*Page extract:*
────

If you don’t know what LostMVC was please read What was LostMVC - Web Framework

I’ve decided to officialy abandon the LostMVC project I have been working in the past 2 to aprox 3 years. (From 2013 to 2016) (Github: https://github.com/Enotsoul/codru-web-framework)

Let me first tell you that this has been a formidable learning experience. I’ve spent 1 to 3 days per week working on it.
Reviewing my time tracking software with both Project Hamster and my own Timetracking software built with this framework estimated around 1500 hours spent on this project and all subprojects. Including virtual machine management, installation, management, updates, debugging etc.
For some time I was sad that I spent so much time working on such a big project and I wanted to abandon it earlier. But since i’ve created multiple subprojects based on it it had been a hard choice.
So I felt that I wasted time on it instead of working on other projects. I was highly discouraged.
But I’ve learned some valuable lessons which I only had read about in the past. Knowledge is the key but practice is the palace.
I’ve been inspired to think that all great inventors and geniuses had such experiences.
If you read the life of Leonardo da Vinci you will stumble upon many "failed" experiments.

Maintaining such a huge process alone is cumbersome and error prone.
Everytime a new third party library comes out you have 2 options.
Use the old one and miss out improvements or security fixes but have working code
Use the new one and spend a lot of time fixing issues, writing new testcases, modifying the whole system again.
Updating sub systems.. Freaking out because an existing project crashed even though you had TESTS and a full PDLC.

If you decide to use a language because it’s cool and does the job better than other language be prepared to have a hard time.
First, your language of choice might not land you a job since you need exprience with a proper language.
Second, there are usually not enough tools out there.
In my case I had to look at other languages C, PHP, python, ruby and then implement everything in Tcl if no library was available.
There is NO community.
There is NO one who has experience in what you’re trying to do. So you’re left alone to figure it out.
Doing the work of DevOps, sysadmins, programmers , testers all in one is a HARD task.

I learned to use asciidoc for documentation
I’ve learned how to use NX, a special type of OOP framework devised for Tcl.

Automatic HTML generation

Frameworks exist to help the developer in writing less code.
However most frameworks hide abstractions by actually complicating things.

────

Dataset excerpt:
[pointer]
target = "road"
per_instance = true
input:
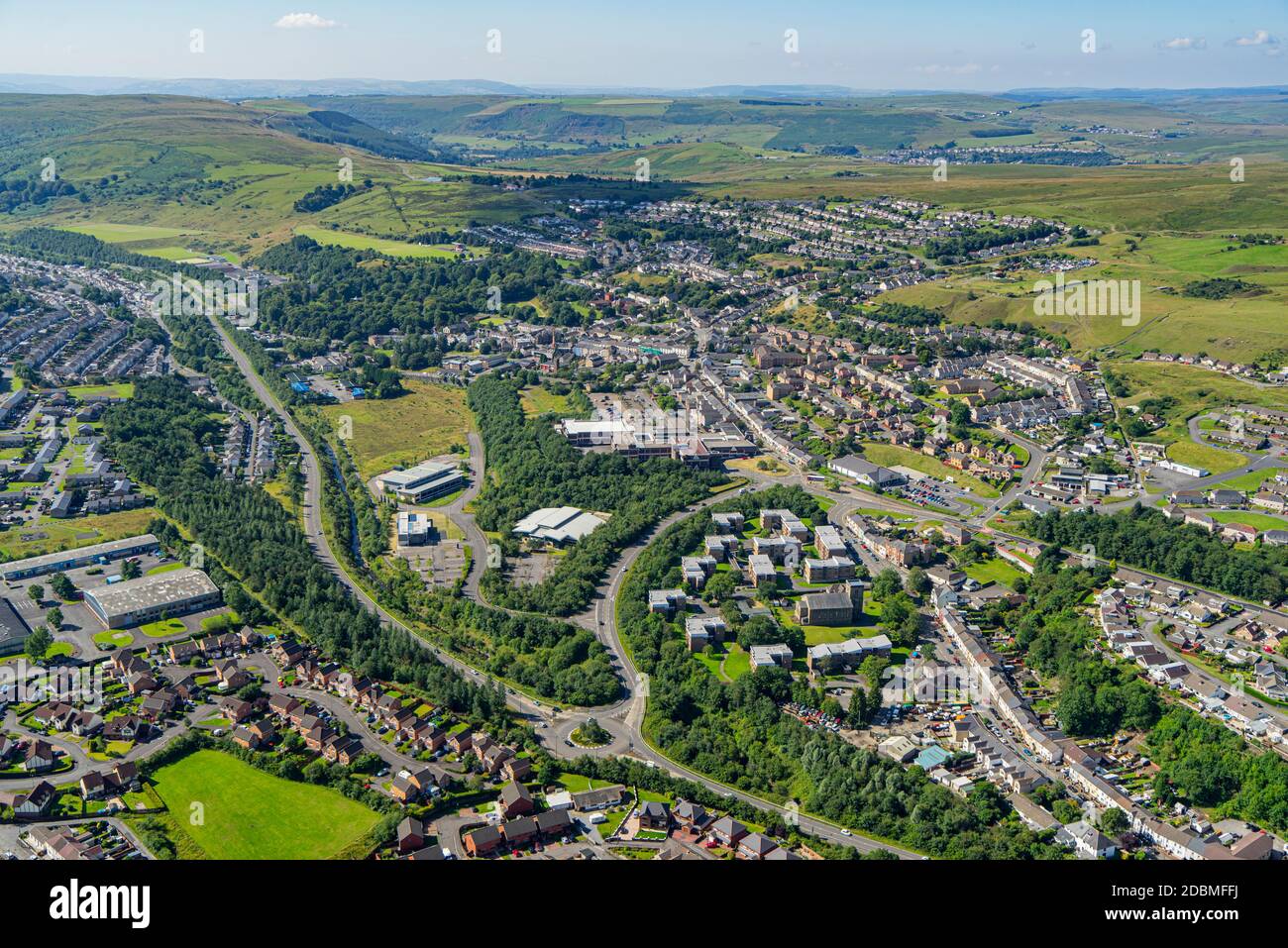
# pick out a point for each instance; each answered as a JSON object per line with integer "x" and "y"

────

*Problems and tasks:*
a) According to the LostMVC post, about how many hours were spent on the project and its subprojects?
b) Reproduce the LostMVC post word for word, from "Second, there are" up to and including "library was available.".

*Solutions:*
a) Around 1500 hours.

b)
Second, there are usually not enough tools out there.
In my case I had to look at other languages C, PHP, python, ruby and then implement everything in Tcl if no library was available.